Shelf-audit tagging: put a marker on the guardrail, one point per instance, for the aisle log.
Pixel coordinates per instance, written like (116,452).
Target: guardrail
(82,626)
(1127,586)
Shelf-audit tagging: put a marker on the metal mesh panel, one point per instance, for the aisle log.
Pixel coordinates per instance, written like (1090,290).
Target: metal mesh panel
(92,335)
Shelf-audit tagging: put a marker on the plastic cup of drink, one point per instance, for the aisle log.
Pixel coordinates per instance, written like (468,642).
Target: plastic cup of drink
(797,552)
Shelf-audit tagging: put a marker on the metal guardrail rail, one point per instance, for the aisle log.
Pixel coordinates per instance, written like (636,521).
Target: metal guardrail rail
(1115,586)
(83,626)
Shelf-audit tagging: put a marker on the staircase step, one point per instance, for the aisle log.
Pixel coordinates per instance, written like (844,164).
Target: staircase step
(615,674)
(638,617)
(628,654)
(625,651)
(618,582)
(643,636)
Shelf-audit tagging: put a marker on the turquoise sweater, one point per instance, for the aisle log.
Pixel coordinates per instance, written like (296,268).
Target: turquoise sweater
::::
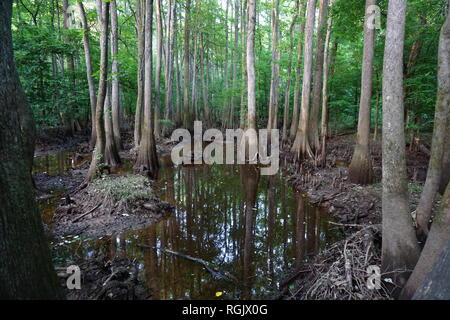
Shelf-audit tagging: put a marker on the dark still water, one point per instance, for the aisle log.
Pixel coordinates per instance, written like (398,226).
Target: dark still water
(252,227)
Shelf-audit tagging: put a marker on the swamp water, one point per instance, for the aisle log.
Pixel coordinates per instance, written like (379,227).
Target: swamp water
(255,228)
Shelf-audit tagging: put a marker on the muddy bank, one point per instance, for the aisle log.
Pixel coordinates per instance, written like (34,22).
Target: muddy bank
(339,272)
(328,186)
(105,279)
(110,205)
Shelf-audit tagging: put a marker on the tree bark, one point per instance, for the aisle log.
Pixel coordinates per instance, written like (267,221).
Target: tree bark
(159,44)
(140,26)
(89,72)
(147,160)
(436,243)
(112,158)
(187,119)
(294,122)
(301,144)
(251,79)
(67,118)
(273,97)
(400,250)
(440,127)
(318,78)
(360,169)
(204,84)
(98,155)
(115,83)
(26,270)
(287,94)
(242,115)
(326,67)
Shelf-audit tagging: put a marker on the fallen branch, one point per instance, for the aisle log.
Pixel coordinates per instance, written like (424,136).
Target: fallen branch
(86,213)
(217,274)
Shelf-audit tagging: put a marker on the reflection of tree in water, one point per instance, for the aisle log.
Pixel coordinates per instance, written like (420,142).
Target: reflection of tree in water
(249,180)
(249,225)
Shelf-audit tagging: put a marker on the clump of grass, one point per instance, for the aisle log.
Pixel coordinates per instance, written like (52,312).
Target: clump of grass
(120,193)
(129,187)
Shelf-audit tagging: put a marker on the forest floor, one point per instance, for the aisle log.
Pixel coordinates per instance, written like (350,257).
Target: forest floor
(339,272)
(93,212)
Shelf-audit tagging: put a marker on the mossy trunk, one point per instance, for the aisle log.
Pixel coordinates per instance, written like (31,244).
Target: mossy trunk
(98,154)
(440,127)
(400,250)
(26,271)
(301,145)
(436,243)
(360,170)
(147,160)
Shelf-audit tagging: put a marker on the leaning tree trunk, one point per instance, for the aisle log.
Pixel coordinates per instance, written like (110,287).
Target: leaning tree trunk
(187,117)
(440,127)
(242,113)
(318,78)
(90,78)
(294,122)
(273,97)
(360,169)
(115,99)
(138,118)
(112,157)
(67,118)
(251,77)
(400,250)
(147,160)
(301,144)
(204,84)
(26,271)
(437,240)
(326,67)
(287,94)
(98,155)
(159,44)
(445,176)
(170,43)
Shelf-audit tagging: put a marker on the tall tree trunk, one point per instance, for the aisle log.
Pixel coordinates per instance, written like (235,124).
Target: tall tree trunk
::::
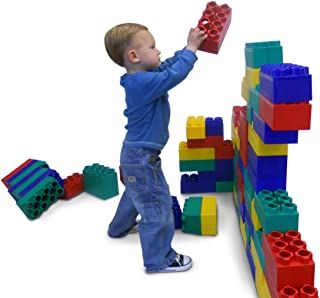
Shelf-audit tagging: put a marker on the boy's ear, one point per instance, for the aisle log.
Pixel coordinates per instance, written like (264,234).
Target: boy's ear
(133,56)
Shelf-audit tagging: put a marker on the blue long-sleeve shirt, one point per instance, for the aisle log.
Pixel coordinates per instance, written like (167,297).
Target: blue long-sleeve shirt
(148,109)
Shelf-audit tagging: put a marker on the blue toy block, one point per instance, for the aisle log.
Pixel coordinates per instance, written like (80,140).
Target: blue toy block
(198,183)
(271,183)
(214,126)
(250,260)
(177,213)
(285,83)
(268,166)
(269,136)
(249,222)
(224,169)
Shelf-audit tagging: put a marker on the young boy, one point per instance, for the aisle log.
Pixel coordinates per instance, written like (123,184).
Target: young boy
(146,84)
::::
(WRITTEN REQUEST): Return every line of the rows above that contains the word "sweater".

(COMPLETE RESPONSE):
Shelf-audit tagging: put a marker on the turquoise sweater, one point per instance, for the aisle log.
Target: turquoise sweater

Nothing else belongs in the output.